## DOCUMENT
A Brief Meditation on that Photograph of Susan B Anthony’s Gravestone

A Brief Meditation on that Photograph of Susan B Anthony’s Gravestone October 25, 2016

Susan B Anthony grave

Over the past couple of election cycles I’ve noticed the ubiquity of photographs of Susan B Anthony’s gravesite adorned with “I voted” stickers. One or two appear to be photoshopped, but the majority are pretty obviously real and usually posted in real time. I’ve found myself viscerally moved and have joined with those who’ve made them memes.

Now some with a keen historical sense note the various shortcomings of using Ms Anthony as the placeholder for this momentous shift in our times, where that saying “women belong in the house” becomes “women belong in the house, and in the senate” and of course, we are a scant two weeks from a moment where it is increasingly likely “and in the white house.” The fact is any actual living person is going to have problems, not be the perfect representative we might wish for.

And with that Secretary Clinton is not the person many would want to be the first woman to be elected president of the United States. There are reasons asserted from both our political right and left. And while many, in my view most are overstated if not outright lies, some from both right and left tinted with sexism, the reality is she has been around the political world a long time and she has done and said a lot of things, and, well, yes, she is a flawed figure.

And anyone who thinks that woman who assumes the presidency should be some pure and uncontaminated figure, a virgin queen carrying a silver sword, clearly do not live in the same world I live in – or, in the world that is going to elect a president of the United States of America. (Right here I can hear several, including friends, who say, but, but, she really is a bad person. And with that throw out a bunch of specifics, some of which are not wild eyed exaggerations, or fulminations about what her political stances really should be.)

Objections of whatever sort aside what we are going to get is by our American standards, a center-left president. (I’ve deleted a longish paragraph here outlining the details, particularly about her economics and her style vis a vis military engagement. Not the point for this reflection.) We’re getting someone with proven political skill, a pragmatist with a pretty clear-eyed view of the human condition. Let’s be honest. We could do worse. And, let’s be clear, with many of the guys we’ve elected, we have.

That said, here’s the deal for me, today, two weeks out from the election.

Something important is going on. Setting aside the details of this race, important, yes, terribly important, yes, important enough that I would never vote for or against because of the gender of the candidate. But. Also. And. The one of the only two possibilities for becoming the next president of the United States who isn’t bat shit crazy happens to be, along with everything else, a woman.

## WHAT YOU SHOULD DO
Extend the meditation on the Susan B Anthony gravestone photograph, picking up after its final sentence. The items are not needed for this work.

## RECORDS SUPPLIED
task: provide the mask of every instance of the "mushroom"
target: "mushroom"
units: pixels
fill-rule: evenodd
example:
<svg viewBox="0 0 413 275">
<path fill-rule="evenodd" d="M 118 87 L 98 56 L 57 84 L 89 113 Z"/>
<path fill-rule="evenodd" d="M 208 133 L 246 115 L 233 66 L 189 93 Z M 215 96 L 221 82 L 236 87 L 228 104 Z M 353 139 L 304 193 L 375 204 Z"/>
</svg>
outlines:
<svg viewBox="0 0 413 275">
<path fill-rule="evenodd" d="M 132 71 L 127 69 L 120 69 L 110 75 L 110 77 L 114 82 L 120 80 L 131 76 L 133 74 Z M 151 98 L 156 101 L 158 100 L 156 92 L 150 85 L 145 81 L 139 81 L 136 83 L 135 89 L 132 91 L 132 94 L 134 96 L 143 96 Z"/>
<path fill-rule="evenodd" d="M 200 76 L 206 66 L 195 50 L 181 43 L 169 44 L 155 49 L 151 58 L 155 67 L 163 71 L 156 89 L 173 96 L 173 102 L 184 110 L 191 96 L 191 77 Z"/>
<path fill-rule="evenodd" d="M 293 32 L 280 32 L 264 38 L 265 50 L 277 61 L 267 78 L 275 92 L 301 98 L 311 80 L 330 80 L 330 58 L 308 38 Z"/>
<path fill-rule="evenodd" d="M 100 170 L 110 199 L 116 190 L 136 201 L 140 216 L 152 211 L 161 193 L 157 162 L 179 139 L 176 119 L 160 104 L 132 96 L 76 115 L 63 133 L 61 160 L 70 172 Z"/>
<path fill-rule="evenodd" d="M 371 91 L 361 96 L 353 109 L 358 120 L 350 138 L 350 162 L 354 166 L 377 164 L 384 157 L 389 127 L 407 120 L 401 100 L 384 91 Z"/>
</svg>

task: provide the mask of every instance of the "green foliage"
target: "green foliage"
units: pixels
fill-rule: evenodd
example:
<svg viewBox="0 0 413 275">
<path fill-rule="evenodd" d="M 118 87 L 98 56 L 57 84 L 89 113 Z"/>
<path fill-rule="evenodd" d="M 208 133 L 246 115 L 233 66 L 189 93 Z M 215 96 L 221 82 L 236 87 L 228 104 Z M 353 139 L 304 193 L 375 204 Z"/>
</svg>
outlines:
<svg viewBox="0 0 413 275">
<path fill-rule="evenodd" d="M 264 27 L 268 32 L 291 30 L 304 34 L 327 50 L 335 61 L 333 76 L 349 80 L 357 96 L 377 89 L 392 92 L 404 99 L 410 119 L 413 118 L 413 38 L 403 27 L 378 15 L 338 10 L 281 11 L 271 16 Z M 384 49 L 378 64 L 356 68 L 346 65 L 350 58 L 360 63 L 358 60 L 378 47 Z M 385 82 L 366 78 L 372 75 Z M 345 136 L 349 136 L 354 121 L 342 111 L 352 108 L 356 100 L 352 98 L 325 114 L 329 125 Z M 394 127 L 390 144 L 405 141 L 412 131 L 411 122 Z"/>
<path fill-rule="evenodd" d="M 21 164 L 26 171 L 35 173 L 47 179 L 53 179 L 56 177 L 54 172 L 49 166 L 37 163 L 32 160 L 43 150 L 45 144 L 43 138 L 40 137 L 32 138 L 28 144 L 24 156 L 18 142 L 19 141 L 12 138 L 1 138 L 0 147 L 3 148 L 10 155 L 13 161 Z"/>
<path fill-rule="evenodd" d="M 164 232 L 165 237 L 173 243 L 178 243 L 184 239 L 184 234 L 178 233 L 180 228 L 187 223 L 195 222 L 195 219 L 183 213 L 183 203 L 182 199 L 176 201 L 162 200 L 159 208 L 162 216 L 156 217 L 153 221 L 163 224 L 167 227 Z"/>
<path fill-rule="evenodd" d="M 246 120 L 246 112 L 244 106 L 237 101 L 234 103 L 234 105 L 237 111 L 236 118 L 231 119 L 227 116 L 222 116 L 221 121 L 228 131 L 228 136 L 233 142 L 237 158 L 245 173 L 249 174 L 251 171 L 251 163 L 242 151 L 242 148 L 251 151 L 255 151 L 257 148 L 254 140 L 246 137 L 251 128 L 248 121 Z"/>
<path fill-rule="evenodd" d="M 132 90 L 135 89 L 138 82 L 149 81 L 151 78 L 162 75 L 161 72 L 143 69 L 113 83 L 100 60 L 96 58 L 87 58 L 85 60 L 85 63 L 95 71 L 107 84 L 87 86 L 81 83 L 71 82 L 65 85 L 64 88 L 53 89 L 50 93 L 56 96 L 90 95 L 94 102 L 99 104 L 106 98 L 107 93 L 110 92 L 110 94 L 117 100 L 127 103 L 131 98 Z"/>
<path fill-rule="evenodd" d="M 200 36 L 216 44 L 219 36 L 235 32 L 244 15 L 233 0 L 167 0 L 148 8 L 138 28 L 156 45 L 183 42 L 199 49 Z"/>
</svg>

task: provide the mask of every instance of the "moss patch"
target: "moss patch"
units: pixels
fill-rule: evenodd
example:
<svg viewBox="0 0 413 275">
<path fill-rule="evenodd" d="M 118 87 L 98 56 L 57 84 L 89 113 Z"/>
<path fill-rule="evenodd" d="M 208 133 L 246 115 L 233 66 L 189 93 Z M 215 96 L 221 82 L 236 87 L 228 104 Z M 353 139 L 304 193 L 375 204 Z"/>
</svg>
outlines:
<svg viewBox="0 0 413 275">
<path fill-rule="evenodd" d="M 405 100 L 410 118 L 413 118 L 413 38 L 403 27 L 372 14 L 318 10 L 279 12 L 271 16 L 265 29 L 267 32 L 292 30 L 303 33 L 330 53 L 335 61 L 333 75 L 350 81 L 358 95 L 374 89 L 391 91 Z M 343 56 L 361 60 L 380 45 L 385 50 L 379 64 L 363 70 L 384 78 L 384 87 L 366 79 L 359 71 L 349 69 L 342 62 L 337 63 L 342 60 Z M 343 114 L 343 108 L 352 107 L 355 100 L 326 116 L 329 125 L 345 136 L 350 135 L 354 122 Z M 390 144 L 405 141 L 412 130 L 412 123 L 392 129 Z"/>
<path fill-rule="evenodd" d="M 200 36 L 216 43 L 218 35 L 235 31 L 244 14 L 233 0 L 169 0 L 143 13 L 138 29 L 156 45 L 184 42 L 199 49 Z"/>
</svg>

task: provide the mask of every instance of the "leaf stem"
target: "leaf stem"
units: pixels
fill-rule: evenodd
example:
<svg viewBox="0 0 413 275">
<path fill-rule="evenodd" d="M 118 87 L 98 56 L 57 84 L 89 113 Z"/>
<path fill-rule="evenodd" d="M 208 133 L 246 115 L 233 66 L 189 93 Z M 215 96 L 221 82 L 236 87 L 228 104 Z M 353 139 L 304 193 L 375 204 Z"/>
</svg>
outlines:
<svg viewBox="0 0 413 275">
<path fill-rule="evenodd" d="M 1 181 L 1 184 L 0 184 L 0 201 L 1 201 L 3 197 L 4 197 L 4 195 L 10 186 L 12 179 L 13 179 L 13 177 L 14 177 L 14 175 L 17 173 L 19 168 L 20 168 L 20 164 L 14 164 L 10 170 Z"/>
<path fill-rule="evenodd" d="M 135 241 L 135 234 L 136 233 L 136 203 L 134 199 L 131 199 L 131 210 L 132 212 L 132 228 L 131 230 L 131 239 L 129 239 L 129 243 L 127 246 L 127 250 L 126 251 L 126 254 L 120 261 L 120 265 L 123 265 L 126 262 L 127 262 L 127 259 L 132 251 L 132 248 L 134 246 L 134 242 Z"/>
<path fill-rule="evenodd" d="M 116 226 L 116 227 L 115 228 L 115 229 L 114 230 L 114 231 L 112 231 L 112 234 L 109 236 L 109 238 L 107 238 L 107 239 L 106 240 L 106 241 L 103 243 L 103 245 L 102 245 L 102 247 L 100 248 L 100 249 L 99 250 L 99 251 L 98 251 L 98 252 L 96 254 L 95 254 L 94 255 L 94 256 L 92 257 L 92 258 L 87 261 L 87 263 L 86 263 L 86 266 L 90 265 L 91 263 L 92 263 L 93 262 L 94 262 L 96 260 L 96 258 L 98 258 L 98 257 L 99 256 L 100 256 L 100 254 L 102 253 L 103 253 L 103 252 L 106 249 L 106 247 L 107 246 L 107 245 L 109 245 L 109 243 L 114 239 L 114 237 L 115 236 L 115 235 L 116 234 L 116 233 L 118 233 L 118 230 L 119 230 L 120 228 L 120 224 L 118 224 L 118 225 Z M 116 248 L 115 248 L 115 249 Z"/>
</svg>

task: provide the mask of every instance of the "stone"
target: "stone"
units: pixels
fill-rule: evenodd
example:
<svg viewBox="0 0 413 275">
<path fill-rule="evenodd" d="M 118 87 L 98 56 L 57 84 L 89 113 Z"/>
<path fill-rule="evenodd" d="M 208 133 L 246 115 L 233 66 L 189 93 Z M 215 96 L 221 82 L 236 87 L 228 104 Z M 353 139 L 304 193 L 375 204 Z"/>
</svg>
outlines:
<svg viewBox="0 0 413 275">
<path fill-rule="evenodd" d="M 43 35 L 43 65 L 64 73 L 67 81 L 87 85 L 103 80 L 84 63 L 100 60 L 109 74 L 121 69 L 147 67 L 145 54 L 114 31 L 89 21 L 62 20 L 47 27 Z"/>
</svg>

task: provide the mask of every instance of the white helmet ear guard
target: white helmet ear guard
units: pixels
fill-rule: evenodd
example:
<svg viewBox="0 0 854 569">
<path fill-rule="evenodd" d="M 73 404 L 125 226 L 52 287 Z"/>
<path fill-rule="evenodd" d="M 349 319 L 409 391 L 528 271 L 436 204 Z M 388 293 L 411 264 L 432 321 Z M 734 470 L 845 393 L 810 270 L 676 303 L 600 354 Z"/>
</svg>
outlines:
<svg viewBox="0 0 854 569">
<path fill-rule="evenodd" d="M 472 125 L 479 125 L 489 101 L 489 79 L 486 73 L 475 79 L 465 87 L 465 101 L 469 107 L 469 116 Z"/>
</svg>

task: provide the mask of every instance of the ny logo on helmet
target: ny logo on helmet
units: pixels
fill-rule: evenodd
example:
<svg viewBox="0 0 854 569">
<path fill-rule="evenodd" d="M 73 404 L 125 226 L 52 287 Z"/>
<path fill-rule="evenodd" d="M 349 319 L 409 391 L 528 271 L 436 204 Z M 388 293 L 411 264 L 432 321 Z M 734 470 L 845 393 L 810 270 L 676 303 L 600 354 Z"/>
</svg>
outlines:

## EXPECTED OUTPUT
And, I think this is something amazing and wonderful. For most of my life I didn’t think it was possible we Americans would elect a woman to the presidency. My own mother thought women shouldn’t be the anchor of the nightly news because they didn’t have authoritative voices. That sort of sexism, in the air and even internalized continues to this day.

As pretty much everyone knows who wants to, women didn’t win the right to vote until the 19th amendment was passed in 1920. However, until the middle of the twentieth century women’s rights were severely curtailed, not merely by custom, but often in law. It wasn’t until 1972 that women were guaranteed by law the right to equal access to higher eduction. It was 1974 that women could get credit cards in their own name. It was 1978 before it was illegal to fire a woman because she was pregnant. And, of course, without Roe v Wade abortion would be illegal in many, maybe most states in the union. Which right whatever else we might think about it must in the last analysis belong to the person who is pregnant, and is critical for full autonomy. And, despite the apparent fact that most people think the Equal Rights Amendment passed, it didn’t. The deal is not yet sealed.

I look at the younger generation, the one coming into their own right now, and on the one hand I’m glad so many of them just assume women and men should be treated equally. And I notice how some among the younger women don’t seem to think they need to identify as “feminist,” as that seems to imply things they don’t identify with. And, I’m aware of how fragile it all is. How recent. And, how tentative. Of course the disgusting personal aspects of the current Republican nominee raises some of what is there, even yet. And the issues around rape and consent should remind us all of tensions and problems about full equality that are very much with us.

And, while I have no illusion that there is a march of history with an inevitable outcome, the trend for us within our liberal Western democracies has been one of ever widening and inclusion – and I’m so grateful to have been lucky enough to be born into it.

There’s a lot on the table. Maybe too much. As I said, I am one of the opinion that we don’t necessarily win. Things do not have to turn out well. Maybe the odds are even against it going well for us in the long haul. I already have friends who are happy to discuss how the planet can heal itself once we kill ourselves off. But, I do have hope. I think we can make our way through.

However, for us to make our way through, this I am sure of, it requires we increase the size of the table where the problems are considered and at which decisions are made. And, how with full and genuine equal rights, in a single stroke we can include half the species. And. And. And. The election of a woman as president is no mere symbol. It isn’t enough. Not by a far shot. But. But. But. It is more than critical. It is absolutely essential.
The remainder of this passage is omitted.